EXTRACTED ENTRIES >>
● ● ●

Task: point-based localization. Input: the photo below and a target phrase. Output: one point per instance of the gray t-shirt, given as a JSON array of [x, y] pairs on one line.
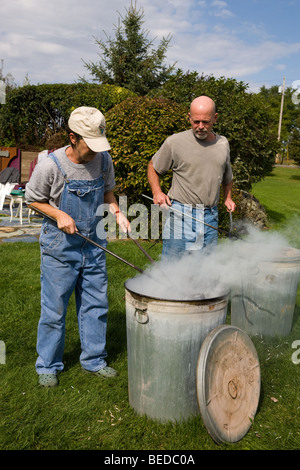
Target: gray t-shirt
[[46, 182], [199, 167]]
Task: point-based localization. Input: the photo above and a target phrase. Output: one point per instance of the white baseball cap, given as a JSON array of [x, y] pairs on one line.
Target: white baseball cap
[[89, 123]]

● ● ●

TASK GOAL >>
Exactly reproduce each record, leaving out any pictures.

SOLUTION TO THE PROBLEM >>
Task: point-based localization. Input: the photo below and a target phrase. Output: one point per instance of the gray t-shirt, given as a JSON array of [x, y] pairs on one line.
Target: gray t-shirt
[[46, 182], [199, 167]]
Task: point-based localization. Input: the photo above and a target phrase. Output: one point per instance of the white baseball cap, given as a JSON array of [x, y] pairs on one line.
Target: white baseball cap
[[89, 123]]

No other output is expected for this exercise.